### [DATA FOR THIS TASK]
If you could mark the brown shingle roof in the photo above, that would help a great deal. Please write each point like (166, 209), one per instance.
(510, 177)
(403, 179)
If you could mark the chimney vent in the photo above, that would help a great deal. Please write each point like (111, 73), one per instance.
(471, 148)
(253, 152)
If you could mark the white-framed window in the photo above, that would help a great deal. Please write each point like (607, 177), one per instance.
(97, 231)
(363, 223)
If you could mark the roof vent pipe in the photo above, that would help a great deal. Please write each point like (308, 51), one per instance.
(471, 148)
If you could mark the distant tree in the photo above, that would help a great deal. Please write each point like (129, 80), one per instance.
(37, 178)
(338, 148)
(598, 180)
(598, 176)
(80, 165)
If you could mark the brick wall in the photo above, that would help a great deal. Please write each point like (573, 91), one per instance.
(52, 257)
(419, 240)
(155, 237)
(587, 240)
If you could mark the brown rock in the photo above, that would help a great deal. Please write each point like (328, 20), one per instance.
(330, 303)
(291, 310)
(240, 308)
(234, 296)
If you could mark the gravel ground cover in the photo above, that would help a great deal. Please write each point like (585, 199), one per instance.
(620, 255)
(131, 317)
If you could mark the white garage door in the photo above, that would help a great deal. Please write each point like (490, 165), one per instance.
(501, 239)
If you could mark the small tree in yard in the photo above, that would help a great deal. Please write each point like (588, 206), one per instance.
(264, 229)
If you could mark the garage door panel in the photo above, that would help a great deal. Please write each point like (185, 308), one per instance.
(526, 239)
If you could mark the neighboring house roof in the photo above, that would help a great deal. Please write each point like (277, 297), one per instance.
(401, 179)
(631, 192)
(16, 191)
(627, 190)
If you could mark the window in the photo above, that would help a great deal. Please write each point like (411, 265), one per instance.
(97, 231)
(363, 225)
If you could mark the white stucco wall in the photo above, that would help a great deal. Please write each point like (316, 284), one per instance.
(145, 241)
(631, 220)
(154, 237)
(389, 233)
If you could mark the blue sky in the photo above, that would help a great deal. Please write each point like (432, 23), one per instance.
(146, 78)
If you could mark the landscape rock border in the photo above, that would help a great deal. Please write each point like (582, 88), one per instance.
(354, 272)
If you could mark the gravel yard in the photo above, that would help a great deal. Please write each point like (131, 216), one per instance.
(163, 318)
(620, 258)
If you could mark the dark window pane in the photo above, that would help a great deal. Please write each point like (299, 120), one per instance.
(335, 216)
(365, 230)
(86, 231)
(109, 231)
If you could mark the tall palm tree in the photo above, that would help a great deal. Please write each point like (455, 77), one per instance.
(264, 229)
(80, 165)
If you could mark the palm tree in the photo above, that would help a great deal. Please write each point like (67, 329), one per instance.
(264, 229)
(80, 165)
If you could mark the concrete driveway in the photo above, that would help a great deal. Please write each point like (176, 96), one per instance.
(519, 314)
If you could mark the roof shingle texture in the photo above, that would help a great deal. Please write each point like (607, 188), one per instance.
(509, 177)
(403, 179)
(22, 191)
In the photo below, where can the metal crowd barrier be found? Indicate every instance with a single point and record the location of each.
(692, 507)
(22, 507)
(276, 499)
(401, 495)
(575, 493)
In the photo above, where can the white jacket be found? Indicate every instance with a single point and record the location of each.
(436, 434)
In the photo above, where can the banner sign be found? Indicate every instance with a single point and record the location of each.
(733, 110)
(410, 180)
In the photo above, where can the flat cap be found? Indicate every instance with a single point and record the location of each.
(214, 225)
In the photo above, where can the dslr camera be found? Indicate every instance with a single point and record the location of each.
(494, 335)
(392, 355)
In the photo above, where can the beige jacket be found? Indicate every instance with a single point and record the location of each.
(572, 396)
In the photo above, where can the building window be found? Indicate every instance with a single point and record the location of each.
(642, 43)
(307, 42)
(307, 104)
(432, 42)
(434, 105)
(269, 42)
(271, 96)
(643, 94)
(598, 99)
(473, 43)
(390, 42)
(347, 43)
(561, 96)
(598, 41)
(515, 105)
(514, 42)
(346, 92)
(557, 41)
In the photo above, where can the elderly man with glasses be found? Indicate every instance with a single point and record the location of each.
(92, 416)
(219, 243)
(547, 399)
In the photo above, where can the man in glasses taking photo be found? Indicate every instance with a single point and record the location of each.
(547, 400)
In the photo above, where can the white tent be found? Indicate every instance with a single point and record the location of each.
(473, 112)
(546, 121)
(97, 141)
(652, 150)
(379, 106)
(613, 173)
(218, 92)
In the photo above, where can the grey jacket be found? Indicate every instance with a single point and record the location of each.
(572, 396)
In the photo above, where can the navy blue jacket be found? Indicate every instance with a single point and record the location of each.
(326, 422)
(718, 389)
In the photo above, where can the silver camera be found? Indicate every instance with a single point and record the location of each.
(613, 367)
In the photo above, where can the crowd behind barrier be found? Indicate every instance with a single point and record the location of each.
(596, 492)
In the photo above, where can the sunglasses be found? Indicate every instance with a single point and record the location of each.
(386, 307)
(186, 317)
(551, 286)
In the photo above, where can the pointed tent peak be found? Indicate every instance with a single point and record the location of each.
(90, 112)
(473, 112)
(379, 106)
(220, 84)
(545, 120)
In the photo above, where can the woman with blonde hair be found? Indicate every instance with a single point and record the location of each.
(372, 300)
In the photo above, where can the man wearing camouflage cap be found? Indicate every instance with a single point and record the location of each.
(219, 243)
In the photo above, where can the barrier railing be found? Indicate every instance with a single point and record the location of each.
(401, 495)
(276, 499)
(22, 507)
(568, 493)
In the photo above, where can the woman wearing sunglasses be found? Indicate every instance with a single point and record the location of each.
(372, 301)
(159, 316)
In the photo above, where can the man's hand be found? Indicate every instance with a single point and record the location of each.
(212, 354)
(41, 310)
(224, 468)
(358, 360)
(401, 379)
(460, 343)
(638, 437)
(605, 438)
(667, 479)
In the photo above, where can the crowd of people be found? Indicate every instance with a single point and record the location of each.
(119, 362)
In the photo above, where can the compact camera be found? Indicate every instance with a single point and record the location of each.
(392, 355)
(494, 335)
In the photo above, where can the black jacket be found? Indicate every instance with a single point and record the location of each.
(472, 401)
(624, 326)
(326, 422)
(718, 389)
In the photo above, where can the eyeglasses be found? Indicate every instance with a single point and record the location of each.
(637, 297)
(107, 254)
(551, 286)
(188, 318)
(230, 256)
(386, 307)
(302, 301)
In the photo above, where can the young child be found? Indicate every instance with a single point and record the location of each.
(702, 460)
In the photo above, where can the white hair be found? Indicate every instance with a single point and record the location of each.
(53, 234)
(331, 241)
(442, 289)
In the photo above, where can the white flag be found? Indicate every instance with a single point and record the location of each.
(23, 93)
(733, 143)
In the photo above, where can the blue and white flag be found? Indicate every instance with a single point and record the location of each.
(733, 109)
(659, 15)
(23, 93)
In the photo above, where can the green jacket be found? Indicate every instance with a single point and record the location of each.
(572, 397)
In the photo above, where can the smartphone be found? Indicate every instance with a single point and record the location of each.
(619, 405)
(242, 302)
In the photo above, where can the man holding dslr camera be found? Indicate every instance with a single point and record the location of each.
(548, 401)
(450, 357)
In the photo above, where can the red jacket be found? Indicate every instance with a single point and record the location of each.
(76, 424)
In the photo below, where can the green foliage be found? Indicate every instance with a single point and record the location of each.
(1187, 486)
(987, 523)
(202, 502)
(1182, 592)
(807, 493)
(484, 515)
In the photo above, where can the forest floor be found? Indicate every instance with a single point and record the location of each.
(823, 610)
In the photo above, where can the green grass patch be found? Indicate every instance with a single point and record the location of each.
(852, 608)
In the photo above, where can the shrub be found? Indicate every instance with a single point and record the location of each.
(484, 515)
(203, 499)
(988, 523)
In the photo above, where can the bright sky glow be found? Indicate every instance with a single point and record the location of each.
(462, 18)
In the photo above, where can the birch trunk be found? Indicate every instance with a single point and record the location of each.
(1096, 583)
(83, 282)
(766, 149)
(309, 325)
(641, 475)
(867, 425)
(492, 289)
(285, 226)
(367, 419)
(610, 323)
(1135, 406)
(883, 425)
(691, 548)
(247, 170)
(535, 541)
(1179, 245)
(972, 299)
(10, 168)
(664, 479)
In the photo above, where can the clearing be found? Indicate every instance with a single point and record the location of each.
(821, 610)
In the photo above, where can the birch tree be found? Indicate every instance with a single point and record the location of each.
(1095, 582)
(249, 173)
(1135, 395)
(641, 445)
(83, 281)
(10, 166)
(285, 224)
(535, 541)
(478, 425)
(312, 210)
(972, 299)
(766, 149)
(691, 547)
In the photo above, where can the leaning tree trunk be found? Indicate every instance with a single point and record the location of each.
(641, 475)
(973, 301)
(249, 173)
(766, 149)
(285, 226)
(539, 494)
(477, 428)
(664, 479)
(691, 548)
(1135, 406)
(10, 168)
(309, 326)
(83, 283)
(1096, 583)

### [THE PROBLEM]
Exactly reproduce the lines from the one containing "In the photo above, where can the shrub" through the end of the records, and only those lines.

### [TASK ANSWER]
In the photo above, where can the shrub be found? Indicate every instance with a single point and record the location of each.
(484, 515)
(203, 499)
(988, 523)
In the photo above, where can the bright sky glow be found? Indicate every instance with a single point and record the location of each.
(462, 18)
In the photo above, where can the birch trunk be found? Indicate every instance with a single point and record the location of each.
(1096, 583)
(83, 282)
(766, 149)
(309, 325)
(641, 475)
(867, 425)
(492, 289)
(285, 226)
(367, 419)
(610, 323)
(1135, 406)
(883, 425)
(691, 548)
(247, 170)
(535, 541)
(1179, 245)
(972, 299)
(10, 168)
(664, 479)
In the photo above, where can the clearing be found? Indicate every instance with a single point and record the location of each.
(821, 610)
In the photo above, where can the birch tree be found? Indicate every instance with a single point and record the location of each.
(1095, 582)
(249, 173)
(1135, 395)
(641, 445)
(83, 281)
(10, 166)
(285, 224)
(535, 541)
(478, 425)
(312, 210)
(972, 299)
(766, 149)
(691, 547)
In the photo above, where can the leaning tree trunk be found? Indicate every instance with a single point and record the location of each.
(641, 475)
(973, 301)
(249, 173)
(766, 149)
(285, 226)
(539, 494)
(477, 428)
(664, 479)
(691, 548)
(1135, 406)
(10, 168)
(309, 326)
(83, 283)
(1096, 583)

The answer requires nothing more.